Geheimtipps für die Tasche

Von Redaktion · · 2001/12

Schenken Sie zu Weihnachten Ihren Lieben ein Taschenbuch und als Draufgabe sich selbst etwas für den Gaumen – aus fairem Handel, meint der Buchhändler unseres Vertrauens, Rudi Lindorfer.

Angenommen, Sie kommen vor Weihnachten zu uns in die Buchhandlung in die Wiener Schwarzspanierstraße und suchen ein Taschenbuch als Draufgabe zu den Bestsellern, die Sie (bedauerlicherweise) schon in einer so genannten Boulevard-Buchhandlung gekauft haben: die neue Allende und die neuen Titel von Mankell ebenso wie die Gordimer und Zoé Valdés – die gibt’s ja überall.
Etwas Spezielles braucht ein spezielles Sortiment, und vorige Weihnachten ist meine Empfehlung „Das Haus meiner Väter“ ziemlich gut angekommen (womit ich mich für die vielen Danksagungen bedanke!). Und dieses Jahr wünschen Sie etwas Ähnliches, die Qualität betreffend, aber eben in Taschenbuch; und um das Risiko, dass die zu Beschenkenden das Buch bereits in gebundener Ausgabe besitzen, kleinzuhalten, wollen Sie „Geheimtipps“.
Bitte schön, hier sind sie: Moses Isegawa, „Abessinische Chronik“, die in Uganda angesiedelt ist und die Zeit Idi Amins behandelt: Familienchronik, Schelmenstück, Bürgerkriegs-Epos, Entwicklungsroman – dieses Buch wollen Sie und dazu einen Roman aus Südamerika – Rachel de Queiroz, „Maria Moura“, Bastei Lübbe!? Der Ruf des Verlages lässt Sie nur mit spitzen Fingern nach dem Buch greifen – und dann halten Sie beste Literatur aus Brasilien in der Hand. Die Autorin erzählt die Geschichte einer jungen Frau, die ihre Mutter rächt und ihre Ehre verteidigt, indem sie ihren Stiefvater ermordet, flieht und eine Räuberbande gründet. Es ist ein Roman vom kargen Leben im Sertão, und obwohl Maria Moura es zu Reichtum und Ansehen bringt, ist die Geschichte von Räuberinnenromantik weit entfernt.

Von einem Roman aus Südafrika erwartet man von vornherein keine Romantik. Andrew Henry Martin Scholtz ist der erste Farbige, der einen Roman auf Afrikaans schrieb. „Vatmaar“ erzählt die Geschichte eines Dorfes, das nach den Burenkriegen von Farbigen und Weißen gegründet wurde, die versuchten, das Gleichheitsprinzip zu verwirklichen. Die Geschichte ist zum Lachen und zum Weinen, meisterlich erzählt und zutiefst menschlich, bei allen Unmenschlichkeiten, die Südafrika nicht nur Farbigen zu bieten hat(te).

Auszüge aus Datensätzen:
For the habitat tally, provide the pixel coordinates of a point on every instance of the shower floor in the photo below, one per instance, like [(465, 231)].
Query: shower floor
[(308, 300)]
--
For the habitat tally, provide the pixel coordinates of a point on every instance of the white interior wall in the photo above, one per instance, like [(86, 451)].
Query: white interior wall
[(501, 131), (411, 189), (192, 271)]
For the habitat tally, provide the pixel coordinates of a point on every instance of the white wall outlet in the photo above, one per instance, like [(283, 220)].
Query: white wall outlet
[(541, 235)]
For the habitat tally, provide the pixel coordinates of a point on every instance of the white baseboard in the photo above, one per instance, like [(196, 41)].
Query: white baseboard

Arbeitsanweisung: Führen Sie den Text mit den Taschenbuch-Empfehlungen zu Weihnachten im Anschluss an seinen letzten Satz weiter. Die Datensätze haben mit dieser Aufgabe nichts zu tun.

Lösung:
Jetzt haben Sie erstklassige Lektüre um wenig Geld erstanden. Schauen Sie sich dafür noch beim Ess- und Trinkbaren aus fairem Handel um. Rum aus Kuba (öS 229,-/ Euro 16,64) oder die „Meeresfrüchte“ (feinste Schokolade-„Früchte“ um öS 69,-/Euro 5,01) – was für Geschenke für die eifrigen herumschwirrenden Weihnachtsengel! Und was für uns hinter dem Verkaufspult wie ein vorweihnachtliches Geschenk ist: Der Café Organico, Espresso, landete bei einem Espresso-Test des „Konsument“ auf Platz 2. (1kg, ganze Bohne, öS 155,-/Euro 11,26).

Sollten Sie jetzt überlegen, ob Sie nicht doch ein gebundenes Buch kaufen sollen, dann empfehle ich Ihnen Guillermo Arriaga, „Der süße Duft des Todes“. Ein Roman über das Leben in einem kleinen mexikanischen Dorf, in dem „eine Lüge die Wahrheit zerstört, sich dann selbst in die Wahrheit verwandelt und ihren Platz einnimmt“(G. A.). Wie das geschehen kann, wollte der Autor herausfinden und schrieb einen Krimi, der weit über das Metier hinausgeht – und den Sie vielleicht ganz einfach sich selbst schenken sollten.

Arriaga, Guillermo: Der süße Duft des Todesbr>Unionsverlag, Zürich 2001. 208 Seiten. öS 204,- /Euro 14,82

Queiroz, Rachel de: Maria Moura
Bastei Lübbe, Bergisch Gladbach 2001. 607 Seiten. öS 123,- /Euro 8,94

Isegawa, Moses: Abessinische Chronik
Goldmann, München 2001. 639 Seiten. öS 183,- /Euro 13,30

Scholtz, Andrew Henry Martin: Vatmaar
Luchterhand, München 2001. 415 Seiten. öS 150,- / Euro 10,77

Rudi Lindorfer ist Buchhändler von Südwind/Buchwelt in Wien.